### Your goal
When the line containing "point(196, 103)" is reached, include it and end there; set down verbatim every line before it, starting at the top of the records.

### Referring expression pointing data
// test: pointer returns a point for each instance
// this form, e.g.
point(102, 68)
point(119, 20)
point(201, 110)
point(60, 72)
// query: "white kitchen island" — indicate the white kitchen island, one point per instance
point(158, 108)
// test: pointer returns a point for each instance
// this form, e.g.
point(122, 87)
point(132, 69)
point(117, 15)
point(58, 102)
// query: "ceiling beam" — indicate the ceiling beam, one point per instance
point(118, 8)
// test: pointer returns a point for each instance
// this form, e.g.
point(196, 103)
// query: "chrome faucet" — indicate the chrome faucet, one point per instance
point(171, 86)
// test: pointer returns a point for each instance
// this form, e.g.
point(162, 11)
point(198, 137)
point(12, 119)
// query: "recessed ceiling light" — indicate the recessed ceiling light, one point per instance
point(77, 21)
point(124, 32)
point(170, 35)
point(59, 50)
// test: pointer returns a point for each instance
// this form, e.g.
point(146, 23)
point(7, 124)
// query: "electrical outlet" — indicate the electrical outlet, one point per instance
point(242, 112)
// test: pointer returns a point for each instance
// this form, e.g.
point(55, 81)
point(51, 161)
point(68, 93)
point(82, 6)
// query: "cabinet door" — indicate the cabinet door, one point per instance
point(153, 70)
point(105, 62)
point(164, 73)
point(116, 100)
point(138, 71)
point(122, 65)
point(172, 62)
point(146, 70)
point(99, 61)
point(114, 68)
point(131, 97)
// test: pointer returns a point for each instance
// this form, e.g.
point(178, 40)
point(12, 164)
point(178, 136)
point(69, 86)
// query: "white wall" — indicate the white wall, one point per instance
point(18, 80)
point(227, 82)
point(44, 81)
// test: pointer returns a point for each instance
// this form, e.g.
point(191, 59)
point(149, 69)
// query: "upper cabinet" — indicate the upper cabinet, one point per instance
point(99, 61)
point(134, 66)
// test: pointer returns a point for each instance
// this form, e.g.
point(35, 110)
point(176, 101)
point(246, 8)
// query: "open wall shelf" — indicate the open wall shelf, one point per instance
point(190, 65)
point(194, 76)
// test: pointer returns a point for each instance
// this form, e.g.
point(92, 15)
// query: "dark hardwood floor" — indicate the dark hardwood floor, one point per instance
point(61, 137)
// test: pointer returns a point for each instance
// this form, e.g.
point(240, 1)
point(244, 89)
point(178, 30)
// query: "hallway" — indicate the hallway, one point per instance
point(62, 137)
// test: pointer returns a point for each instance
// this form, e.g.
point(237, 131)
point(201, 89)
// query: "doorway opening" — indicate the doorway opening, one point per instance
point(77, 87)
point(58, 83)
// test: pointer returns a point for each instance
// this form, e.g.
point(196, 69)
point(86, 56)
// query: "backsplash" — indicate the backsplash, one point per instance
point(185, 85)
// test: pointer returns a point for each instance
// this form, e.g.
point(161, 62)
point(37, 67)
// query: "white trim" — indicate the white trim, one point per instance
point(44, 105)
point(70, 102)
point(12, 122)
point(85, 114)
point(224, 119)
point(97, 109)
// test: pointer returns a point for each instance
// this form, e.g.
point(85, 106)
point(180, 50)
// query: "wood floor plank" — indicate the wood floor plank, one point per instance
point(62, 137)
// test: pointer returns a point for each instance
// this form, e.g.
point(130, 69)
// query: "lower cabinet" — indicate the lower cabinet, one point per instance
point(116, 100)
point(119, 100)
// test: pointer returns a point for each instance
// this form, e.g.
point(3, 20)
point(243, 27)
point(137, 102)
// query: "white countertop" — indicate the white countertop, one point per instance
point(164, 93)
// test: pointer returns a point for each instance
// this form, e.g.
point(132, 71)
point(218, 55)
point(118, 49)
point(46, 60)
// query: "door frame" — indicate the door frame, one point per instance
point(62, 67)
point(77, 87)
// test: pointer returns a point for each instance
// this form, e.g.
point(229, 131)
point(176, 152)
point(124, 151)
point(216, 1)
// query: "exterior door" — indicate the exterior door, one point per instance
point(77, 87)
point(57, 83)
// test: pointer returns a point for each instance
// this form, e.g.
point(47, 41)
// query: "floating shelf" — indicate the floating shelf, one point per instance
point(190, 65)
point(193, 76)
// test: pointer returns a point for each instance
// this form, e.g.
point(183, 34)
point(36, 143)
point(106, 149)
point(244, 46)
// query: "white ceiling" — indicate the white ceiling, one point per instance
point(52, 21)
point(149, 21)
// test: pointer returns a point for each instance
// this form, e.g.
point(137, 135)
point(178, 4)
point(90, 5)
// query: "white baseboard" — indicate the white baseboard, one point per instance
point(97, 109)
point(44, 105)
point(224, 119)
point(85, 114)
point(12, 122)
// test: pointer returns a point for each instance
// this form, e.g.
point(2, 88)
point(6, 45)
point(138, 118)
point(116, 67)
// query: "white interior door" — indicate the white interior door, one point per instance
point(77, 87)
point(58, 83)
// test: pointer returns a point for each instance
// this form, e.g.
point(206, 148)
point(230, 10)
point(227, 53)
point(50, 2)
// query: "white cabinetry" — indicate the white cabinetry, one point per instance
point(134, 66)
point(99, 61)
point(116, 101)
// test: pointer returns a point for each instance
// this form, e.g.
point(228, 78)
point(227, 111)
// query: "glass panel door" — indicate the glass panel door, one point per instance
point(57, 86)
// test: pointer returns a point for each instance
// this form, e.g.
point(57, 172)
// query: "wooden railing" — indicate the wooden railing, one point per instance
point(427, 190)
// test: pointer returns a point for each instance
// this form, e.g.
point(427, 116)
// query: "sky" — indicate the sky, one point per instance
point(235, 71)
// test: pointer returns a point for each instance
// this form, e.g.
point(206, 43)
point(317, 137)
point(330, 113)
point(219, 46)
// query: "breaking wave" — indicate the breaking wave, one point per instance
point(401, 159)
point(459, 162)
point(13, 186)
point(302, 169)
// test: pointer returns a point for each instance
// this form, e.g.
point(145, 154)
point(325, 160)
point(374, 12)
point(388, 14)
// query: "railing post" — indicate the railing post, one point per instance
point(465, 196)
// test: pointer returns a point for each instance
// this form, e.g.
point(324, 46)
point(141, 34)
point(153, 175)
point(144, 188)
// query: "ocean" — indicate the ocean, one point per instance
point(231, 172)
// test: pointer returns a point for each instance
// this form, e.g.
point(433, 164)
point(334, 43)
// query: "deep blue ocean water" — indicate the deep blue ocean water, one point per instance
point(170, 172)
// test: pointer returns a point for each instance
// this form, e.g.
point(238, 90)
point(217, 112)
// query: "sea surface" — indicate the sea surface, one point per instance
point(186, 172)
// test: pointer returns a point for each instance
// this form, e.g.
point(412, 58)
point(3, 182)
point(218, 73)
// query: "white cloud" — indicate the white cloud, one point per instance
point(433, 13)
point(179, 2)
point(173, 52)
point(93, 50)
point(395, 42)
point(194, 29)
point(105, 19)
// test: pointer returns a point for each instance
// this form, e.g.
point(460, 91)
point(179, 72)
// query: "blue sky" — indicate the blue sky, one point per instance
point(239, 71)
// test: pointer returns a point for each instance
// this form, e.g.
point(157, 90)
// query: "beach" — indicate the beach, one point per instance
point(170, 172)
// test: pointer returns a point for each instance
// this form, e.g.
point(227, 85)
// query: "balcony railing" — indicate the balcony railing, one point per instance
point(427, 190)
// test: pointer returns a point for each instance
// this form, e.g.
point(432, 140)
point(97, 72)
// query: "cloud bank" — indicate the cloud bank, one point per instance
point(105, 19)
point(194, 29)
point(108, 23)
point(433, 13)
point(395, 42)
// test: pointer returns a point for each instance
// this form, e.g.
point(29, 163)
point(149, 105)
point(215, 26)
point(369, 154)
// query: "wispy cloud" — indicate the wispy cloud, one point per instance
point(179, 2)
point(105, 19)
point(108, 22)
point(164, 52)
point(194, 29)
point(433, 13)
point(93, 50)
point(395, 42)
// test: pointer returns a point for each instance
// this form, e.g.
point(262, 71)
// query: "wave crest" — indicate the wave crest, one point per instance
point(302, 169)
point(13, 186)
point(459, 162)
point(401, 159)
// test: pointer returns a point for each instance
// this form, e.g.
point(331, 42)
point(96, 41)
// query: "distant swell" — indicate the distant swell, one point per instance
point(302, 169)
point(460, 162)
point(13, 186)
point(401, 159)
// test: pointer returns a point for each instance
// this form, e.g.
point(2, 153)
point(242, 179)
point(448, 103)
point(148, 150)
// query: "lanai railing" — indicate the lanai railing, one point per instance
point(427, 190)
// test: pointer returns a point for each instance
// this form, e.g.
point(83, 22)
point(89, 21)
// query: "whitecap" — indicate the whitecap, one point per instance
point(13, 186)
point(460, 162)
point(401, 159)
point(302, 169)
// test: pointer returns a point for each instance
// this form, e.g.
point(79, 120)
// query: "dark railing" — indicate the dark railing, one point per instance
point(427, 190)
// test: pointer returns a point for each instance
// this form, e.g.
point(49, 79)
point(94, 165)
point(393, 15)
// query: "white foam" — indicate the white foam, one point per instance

### Solution below
// test: pointer returns a point for each instance
// this form, e.g.
point(102, 68)
point(119, 20)
point(201, 110)
point(60, 72)
// query: "white kitchen island" — indicate the white kitchen island, one point per instance
point(158, 108)
// test: pointer returns a point for each instance
// this form, e.g.
point(122, 87)
point(132, 69)
point(117, 15)
point(58, 102)
// query: "ceiling beam" — indicate the ceiling beam, one point per instance
point(118, 8)
// test: pointer returns a point for each instance
// this form, e.g.
point(196, 103)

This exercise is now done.